■ Given passage ■
++++

Extracellular Vesicles (EVs)
Tiny biological bubbles that carry nucleic acids and proteins between cells, playing an essential role in tissue repair, neuroprotection and immune health.
What they’re saying
“EV-mediated intercellular communication is a very powerful system that controls many physiological and pathophysiological phenomena. We know that EVs are therapeutically useful. But how do we define what dictates their functions?”
— Aijun Wang, Chancellor's Fellow and professor of biomedical engineering and surgery (Mirage News)
“The design of the system really makes it generalizable, meaning, if you have a cell-free system, then you can already go and make EV surface proteins.”
— Cheemeng Tan, Chancellor's Fellow and professor of biomedical engineering (Mirage News)
“VESSEL will enable us to understand EV-based therapeutics more deeply and much more tangibly than ever before. Translation: that's a bigger picture. We're moving towards various translational applications of VESSEL, especially in treating neurological disorders.”
— Tanner Henson, Biomedical engineering Ph.D. student (Mirage News)
What’s next
The researchers plan to continue exploring the therapeutic potential of engineered extracellular vesicles, particularly for treating neurological disorders, using the insights gained from the VESSEL platform.
The takeaway
The development of the VESSEL system represents a significant step forward in understanding the biological functions of extracellular vesicle surface proteins, which could unlock new possibilities for engineering EVs as targeted drug delivery vehicles for a range of diseases.

++++

(Referring expression data based on photos)
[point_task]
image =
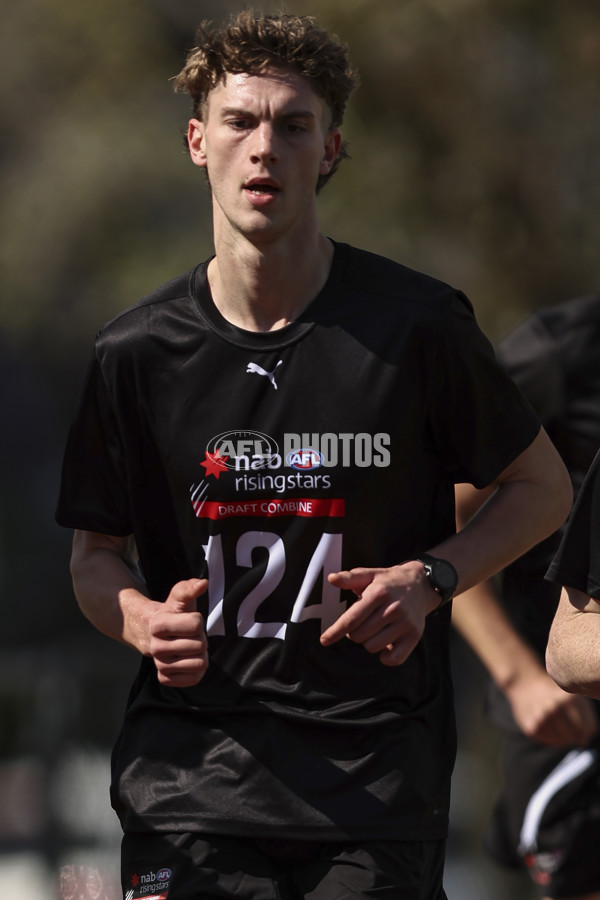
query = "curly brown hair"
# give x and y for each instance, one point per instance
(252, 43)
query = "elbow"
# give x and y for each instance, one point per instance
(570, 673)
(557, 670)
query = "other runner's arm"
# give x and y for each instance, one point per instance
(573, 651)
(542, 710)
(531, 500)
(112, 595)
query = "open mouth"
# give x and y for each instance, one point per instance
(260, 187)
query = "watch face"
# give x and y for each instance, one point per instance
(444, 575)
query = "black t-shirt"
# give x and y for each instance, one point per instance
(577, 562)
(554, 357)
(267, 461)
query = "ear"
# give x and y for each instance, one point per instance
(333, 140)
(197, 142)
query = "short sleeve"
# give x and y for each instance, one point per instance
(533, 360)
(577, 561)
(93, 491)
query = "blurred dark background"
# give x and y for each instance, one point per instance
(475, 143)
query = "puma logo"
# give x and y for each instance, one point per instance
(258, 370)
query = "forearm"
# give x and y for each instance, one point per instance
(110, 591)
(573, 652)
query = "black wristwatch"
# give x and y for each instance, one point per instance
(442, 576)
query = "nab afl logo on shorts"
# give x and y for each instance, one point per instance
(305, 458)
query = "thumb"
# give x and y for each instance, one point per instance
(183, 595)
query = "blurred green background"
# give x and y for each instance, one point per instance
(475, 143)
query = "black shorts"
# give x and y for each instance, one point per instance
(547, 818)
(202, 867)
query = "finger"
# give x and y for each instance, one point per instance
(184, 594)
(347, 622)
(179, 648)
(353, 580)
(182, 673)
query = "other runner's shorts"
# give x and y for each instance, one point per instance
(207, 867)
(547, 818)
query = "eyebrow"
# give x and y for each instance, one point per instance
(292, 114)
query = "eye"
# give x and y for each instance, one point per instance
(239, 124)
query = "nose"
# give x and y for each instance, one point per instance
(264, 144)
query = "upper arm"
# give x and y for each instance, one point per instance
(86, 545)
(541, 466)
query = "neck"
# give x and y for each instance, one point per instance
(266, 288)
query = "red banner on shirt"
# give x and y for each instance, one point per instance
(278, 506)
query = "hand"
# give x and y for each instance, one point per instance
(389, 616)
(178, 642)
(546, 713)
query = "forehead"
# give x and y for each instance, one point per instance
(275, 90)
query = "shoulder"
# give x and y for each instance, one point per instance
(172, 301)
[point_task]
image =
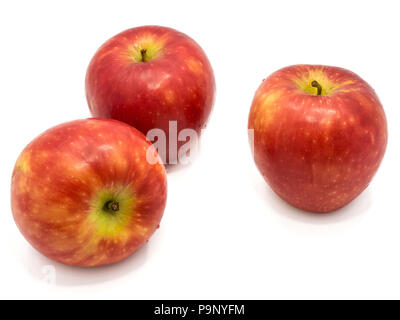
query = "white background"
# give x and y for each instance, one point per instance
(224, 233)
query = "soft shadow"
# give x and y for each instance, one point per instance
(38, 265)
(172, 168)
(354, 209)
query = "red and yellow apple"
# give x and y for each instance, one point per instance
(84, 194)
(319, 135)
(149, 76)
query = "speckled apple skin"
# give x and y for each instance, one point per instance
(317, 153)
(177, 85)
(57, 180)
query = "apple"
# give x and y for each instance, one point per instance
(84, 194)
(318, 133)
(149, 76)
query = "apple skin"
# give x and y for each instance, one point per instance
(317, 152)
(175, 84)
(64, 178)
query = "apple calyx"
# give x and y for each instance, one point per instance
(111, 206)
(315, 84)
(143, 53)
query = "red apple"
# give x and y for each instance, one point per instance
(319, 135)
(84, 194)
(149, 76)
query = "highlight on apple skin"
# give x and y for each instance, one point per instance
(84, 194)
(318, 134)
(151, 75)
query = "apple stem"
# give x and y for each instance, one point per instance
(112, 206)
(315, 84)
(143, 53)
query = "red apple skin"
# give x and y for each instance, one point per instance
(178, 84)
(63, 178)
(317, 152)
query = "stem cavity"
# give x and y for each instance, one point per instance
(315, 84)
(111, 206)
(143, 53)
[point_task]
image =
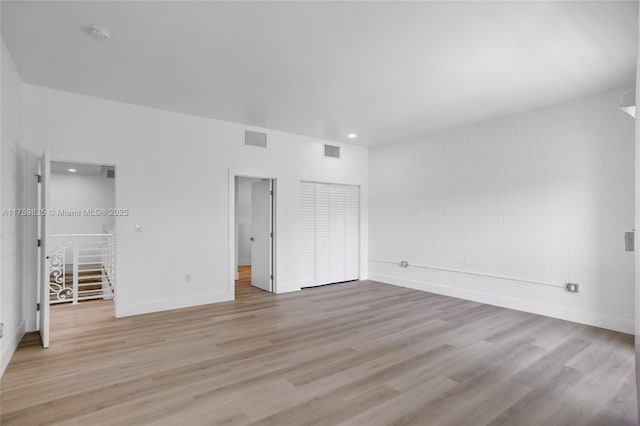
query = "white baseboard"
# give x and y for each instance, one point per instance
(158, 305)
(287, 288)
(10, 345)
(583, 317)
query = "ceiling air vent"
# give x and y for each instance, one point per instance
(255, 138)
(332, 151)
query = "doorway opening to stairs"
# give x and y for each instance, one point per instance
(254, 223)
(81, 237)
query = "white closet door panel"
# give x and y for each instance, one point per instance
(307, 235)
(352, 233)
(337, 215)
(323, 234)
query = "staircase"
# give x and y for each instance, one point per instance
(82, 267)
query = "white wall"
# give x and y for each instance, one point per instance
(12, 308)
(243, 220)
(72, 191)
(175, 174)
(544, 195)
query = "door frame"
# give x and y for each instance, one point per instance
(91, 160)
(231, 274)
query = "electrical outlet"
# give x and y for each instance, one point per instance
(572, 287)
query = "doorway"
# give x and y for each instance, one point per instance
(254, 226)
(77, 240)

++++

■ Exercise details ■
Reproduce the part of the passage on extracellular vesicles starting with "Extracellular Vesicles (EVs)" and going on through "engineering (Mirage News)". The lines are separate material, unrelated to the passage on extracellular vesicles.

■ Answer below ■
Extracellular Vesicles (EVs)
Tiny biological bubbles that carry nucleic acids and proteins between cells, playing an essential role in tissue repair, neuroprotection and immune health.
What they’re saying
“EV-mediated intercellular communication is a very powerful system that controls many physiological and pathophysiological phenomena. We know that EVs are therapeutically useful. But how do we define what dictates their functions?”
— Aijun Wang, Chancellor's Fellow and professor of biomedical engineering and surgery (Mirage News)
“The design of the system really makes it generalizable, meaning, if you have a cell-free system, then you can already go and make EV surface proteins.”
— Cheemeng Tan, Chancellor's Fellow and professor of biomedical engineering (Mirage News)